- **GOAL OF THE EXERCISE**
Could you restate word for word every line of the records below, from the first one to the one holding "Please refer to the photo above."?

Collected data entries
::::
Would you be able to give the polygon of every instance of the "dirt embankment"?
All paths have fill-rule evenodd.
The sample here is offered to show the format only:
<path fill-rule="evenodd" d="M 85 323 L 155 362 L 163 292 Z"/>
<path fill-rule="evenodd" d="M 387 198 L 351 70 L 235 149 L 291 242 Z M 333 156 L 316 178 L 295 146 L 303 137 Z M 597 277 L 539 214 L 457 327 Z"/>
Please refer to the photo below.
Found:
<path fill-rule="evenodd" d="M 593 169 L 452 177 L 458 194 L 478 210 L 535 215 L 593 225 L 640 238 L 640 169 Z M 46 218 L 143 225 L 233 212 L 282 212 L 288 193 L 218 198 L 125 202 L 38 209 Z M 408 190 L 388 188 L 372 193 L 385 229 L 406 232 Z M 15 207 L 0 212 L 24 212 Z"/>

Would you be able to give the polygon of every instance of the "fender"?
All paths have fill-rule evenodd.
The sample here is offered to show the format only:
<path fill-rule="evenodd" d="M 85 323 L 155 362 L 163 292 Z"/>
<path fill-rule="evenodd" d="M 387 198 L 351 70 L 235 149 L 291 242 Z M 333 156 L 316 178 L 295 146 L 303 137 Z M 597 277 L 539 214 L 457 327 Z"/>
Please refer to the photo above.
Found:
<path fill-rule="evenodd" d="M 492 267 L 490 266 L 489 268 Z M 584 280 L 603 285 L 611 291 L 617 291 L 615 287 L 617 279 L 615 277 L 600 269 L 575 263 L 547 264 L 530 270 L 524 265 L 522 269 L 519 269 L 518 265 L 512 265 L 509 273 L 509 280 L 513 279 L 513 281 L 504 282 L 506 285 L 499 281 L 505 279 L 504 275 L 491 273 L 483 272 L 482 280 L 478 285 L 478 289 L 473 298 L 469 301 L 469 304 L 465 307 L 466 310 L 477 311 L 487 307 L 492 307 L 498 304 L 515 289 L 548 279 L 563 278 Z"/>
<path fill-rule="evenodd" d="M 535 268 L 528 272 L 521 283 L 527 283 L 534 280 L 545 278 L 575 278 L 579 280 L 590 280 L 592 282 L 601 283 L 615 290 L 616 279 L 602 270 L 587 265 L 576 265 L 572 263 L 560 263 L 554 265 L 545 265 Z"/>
::::
- **EXERCISE ANSWER**
Would you be able to give the polygon of every instance of the "dirt embankment"?
All paths have fill-rule evenodd.
The sample here is offered to show the format only:
<path fill-rule="evenodd" d="M 85 323 L 155 362 L 163 292 Z"/>
<path fill-rule="evenodd" d="M 387 198 L 351 70 L 235 149 L 291 242 Z M 333 156 L 316 178 L 295 146 L 303 137 Z M 597 277 L 539 214 L 457 327 Z"/>
Please refer to the photo below.
Found:
<path fill-rule="evenodd" d="M 593 169 L 452 177 L 458 194 L 478 210 L 535 215 L 593 225 L 640 238 L 640 169 Z M 46 218 L 143 225 L 233 212 L 282 212 L 288 193 L 218 198 L 125 202 L 38 209 Z M 408 190 L 388 188 L 372 193 L 385 229 L 406 232 Z M 15 207 L 0 212 L 24 212 Z"/>

Would you be able to give the polygon of every instance of the "fender"?
All paths have fill-rule evenodd.
The sample here is offered to show the format only:
<path fill-rule="evenodd" d="M 85 323 L 155 362 L 163 292 Z"/>
<path fill-rule="evenodd" d="M 387 198 L 351 70 L 235 149 L 291 242 Z M 333 156 L 316 178 L 295 146 L 303 137 Z M 597 277 L 539 214 L 457 327 Z"/>
Please refer to the photo above.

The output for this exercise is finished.